Return every line of the data that contains the word "water". Case counts.

== == ==

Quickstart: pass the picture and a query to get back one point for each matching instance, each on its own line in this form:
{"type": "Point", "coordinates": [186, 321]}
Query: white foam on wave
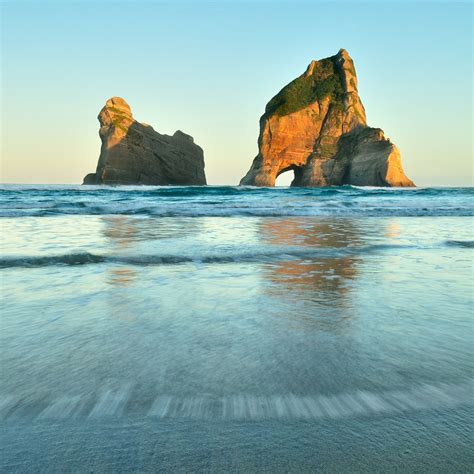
{"type": "Point", "coordinates": [120, 402]}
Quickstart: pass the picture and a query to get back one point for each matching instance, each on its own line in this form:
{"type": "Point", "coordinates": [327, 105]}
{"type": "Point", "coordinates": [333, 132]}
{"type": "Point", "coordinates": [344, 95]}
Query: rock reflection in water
{"type": "Point", "coordinates": [325, 280]}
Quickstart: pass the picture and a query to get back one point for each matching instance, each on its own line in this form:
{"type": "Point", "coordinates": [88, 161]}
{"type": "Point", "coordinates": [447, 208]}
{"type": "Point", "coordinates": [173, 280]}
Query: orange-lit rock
{"type": "Point", "coordinates": [316, 126]}
{"type": "Point", "coordinates": [134, 153]}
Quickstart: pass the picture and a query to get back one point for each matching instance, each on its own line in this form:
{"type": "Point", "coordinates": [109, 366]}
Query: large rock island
{"type": "Point", "coordinates": [134, 153]}
{"type": "Point", "coordinates": [316, 126]}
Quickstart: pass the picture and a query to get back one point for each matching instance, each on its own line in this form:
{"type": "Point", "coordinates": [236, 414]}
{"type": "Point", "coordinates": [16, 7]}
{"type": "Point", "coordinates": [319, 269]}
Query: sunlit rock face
{"type": "Point", "coordinates": [134, 153]}
{"type": "Point", "coordinates": [316, 126]}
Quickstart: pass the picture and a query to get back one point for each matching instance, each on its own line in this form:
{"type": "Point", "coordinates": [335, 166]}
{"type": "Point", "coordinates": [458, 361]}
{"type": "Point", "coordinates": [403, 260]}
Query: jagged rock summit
{"type": "Point", "coordinates": [134, 153]}
{"type": "Point", "coordinates": [316, 126]}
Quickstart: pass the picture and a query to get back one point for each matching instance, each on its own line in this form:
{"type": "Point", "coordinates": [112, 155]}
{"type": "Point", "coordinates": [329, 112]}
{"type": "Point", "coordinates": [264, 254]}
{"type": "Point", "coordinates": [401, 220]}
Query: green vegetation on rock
{"type": "Point", "coordinates": [324, 81]}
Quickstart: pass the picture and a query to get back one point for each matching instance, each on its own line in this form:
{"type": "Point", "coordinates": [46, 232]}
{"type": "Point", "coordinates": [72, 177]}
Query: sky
{"type": "Point", "coordinates": [209, 68]}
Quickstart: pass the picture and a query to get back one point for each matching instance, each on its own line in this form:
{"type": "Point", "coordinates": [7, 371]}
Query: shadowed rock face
{"type": "Point", "coordinates": [316, 126]}
{"type": "Point", "coordinates": [134, 153]}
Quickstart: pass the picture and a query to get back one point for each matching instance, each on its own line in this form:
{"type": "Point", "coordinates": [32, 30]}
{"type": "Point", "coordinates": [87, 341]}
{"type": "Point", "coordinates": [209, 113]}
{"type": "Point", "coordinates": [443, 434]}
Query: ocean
{"type": "Point", "coordinates": [236, 329]}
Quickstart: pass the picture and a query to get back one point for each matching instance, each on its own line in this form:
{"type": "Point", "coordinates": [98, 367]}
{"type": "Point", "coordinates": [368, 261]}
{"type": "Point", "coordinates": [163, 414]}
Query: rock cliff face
{"type": "Point", "coordinates": [134, 153]}
{"type": "Point", "coordinates": [316, 126]}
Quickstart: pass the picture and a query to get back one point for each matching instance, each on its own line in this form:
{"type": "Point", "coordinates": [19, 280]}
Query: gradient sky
{"type": "Point", "coordinates": [209, 68]}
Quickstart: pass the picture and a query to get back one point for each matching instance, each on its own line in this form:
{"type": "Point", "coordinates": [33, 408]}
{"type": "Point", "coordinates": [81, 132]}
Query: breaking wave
{"type": "Point", "coordinates": [230, 256]}
{"type": "Point", "coordinates": [228, 201]}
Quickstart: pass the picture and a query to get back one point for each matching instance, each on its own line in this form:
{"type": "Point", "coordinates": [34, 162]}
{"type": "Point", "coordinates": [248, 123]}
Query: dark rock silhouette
{"type": "Point", "coordinates": [134, 153]}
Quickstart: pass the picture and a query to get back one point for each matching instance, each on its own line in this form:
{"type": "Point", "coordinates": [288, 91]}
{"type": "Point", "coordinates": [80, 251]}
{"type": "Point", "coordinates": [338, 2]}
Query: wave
{"type": "Point", "coordinates": [262, 256]}
{"type": "Point", "coordinates": [461, 243]}
{"type": "Point", "coordinates": [228, 201]}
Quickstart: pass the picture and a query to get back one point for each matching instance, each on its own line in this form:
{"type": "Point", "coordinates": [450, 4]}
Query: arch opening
{"type": "Point", "coordinates": [290, 176]}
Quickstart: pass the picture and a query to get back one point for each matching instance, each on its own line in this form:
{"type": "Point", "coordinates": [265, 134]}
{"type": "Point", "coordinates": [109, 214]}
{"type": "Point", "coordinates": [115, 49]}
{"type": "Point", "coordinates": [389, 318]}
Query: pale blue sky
{"type": "Point", "coordinates": [210, 68]}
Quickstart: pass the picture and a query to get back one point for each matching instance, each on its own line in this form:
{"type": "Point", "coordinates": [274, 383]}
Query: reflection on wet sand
{"type": "Point", "coordinates": [324, 279]}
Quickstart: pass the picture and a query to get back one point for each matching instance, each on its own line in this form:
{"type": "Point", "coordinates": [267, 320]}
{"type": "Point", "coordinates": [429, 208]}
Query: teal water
{"type": "Point", "coordinates": [225, 329]}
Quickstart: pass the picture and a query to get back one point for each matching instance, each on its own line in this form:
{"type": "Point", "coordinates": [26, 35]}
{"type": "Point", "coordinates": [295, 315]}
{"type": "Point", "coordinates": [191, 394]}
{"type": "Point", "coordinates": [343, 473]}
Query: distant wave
{"type": "Point", "coordinates": [461, 243]}
{"type": "Point", "coordinates": [263, 255]}
{"type": "Point", "coordinates": [229, 201]}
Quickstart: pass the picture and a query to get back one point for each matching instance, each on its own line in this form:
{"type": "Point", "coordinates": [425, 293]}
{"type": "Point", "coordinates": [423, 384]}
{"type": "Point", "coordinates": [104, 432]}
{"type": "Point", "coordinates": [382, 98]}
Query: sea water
{"type": "Point", "coordinates": [236, 328]}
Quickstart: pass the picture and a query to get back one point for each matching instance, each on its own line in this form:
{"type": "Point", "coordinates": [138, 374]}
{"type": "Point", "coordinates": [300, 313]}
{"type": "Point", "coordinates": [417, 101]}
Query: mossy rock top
{"type": "Point", "coordinates": [323, 81]}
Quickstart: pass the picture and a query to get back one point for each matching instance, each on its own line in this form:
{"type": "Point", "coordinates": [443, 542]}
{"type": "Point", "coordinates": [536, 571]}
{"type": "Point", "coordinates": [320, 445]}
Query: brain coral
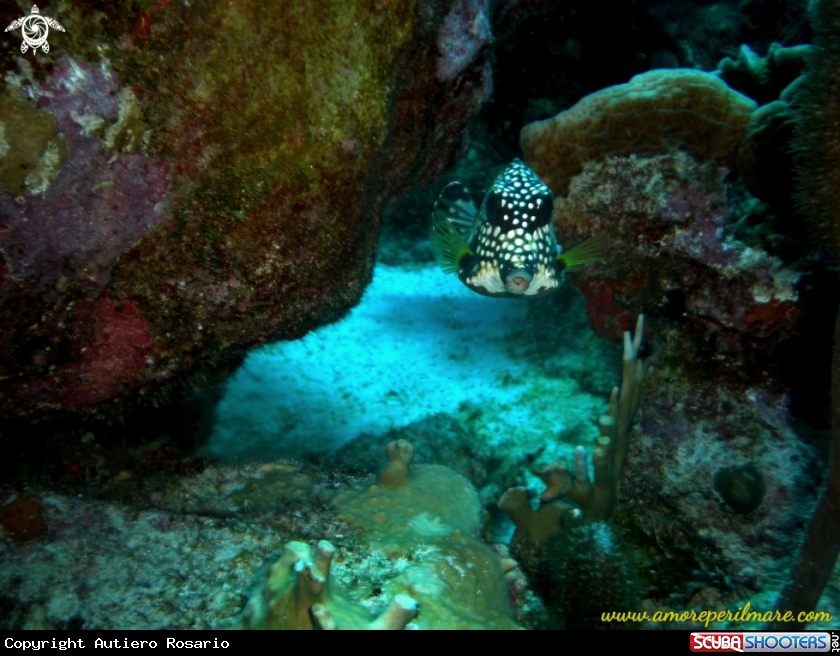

== == ==

* **Solution below**
Query: rock reflection in water
Query: teal water
Query: sea water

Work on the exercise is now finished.